» **Prompt**:
Find the line that contains "target | plant foliage". Output it and every line after it to the end of the records, exactly as they appear.

» **Data to process**:
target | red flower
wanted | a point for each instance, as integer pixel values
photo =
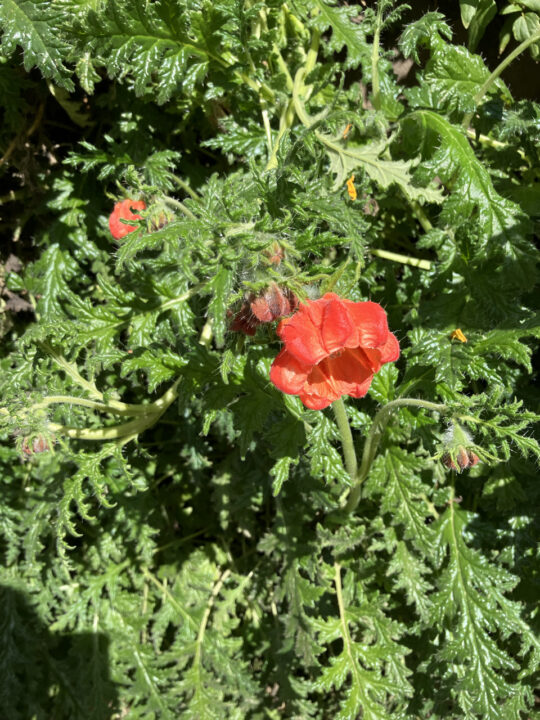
(333, 347)
(124, 211)
(274, 303)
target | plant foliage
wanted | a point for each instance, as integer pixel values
(175, 534)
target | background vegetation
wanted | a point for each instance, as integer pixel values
(171, 531)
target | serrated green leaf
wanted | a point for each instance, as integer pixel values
(36, 26)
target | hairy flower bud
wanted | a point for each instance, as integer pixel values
(124, 211)
(273, 303)
(457, 454)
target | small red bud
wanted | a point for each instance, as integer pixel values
(35, 444)
(462, 458)
(274, 303)
(473, 459)
(450, 464)
(124, 211)
(275, 254)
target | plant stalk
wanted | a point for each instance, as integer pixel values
(501, 67)
(347, 442)
(373, 439)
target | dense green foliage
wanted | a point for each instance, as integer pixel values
(180, 548)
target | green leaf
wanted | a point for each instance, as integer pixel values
(347, 158)
(486, 11)
(472, 592)
(499, 220)
(37, 27)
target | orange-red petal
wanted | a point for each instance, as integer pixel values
(371, 324)
(287, 374)
(124, 211)
(390, 350)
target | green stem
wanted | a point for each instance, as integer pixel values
(346, 636)
(180, 206)
(404, 259)
(125, 431)
(498, 70)
(375, 83)
(206, 616)
(420, 215)
(351, 463)
(374, 437)
(73, 372)
(112, 406)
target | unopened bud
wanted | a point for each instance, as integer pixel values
(458, 454)
(273, 303)
(275, 254)
(35, 444)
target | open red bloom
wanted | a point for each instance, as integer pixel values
(273, 303)
(333, 347)
(124, 211)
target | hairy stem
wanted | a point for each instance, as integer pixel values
(180, 206)
(204, 622)
(498, 70)
(375, 84)
(114, 407)
(347, 641)
(404, 259)
(374, 437)
(125, 431)
(351, 463)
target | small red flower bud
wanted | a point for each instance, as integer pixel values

» **Problem solution**:
target | plant foliage
wanted | a point for each instance, as integer pixel values
(175, 534)
target | background vegetation
wanted | a point for each instance, as integer pixel values
(171, 531)
target | serrated green leaf
wanted | a point for each instance, as integer pixel values
(36, 26)
target | hairy flower bud
wanted | a point for each instance, as integer pixel values
(124, 211)
(273, 303)
(457, 454)
target | small red bud
wanted | a point for each instance, as integer pixel values
(35, 444)
(462, 458)
(274, 303)
(473, 459)
(450, 464)
(124, 211)
(275, 254)
target | plant stalk
wanted | a point for each instance, as integer pixel values
(501, 67)
(347, 442)
(373, 439)
target | dense green foliage
wanted | a point for each instance, as integer pixel values
(180, 548)
target | green leaf
wanted | a point for each instance, as integer pixel values
(347, 158)
(486, 11)
(472, 592)
(499, 220)
(37, 27)
target | orange-red petal
wanted | a point for each instance, as integer pixel values
(371, 324)
(287, 374)
(124, 211)
(390, 350)
target | green stem
wanted | a point for each instance, as integer pixel values
(346, 636)
(180, 206)
(404, 259)
(125, 431)
(498, 70)
(375, 83)
(206, 616)
(420, 215)
(351, 463)
(374, 437)
(73, 372)
(112, 406)
target | unopened bud
wanted | a point for each instance, as integer pixel values
(458, 454)
(273, 303)
(275, 254)
(35, 444)
target | open red bloom
wanted | a point for each instance, as integer pixel values
(273, 303)
(333, 347)
(124, 211)
target | hairy stem
wanted | a point for each instance, as integer pixel values
(180, 206)
(204, 622)
(498, 70)
(375, 84)
(114, 407)
(347, 641)
(404, 259)
(374, 437)
(125, 431)
(351, 463)
target | small red flower bud
wanted | a point for each instance, as integer pixel values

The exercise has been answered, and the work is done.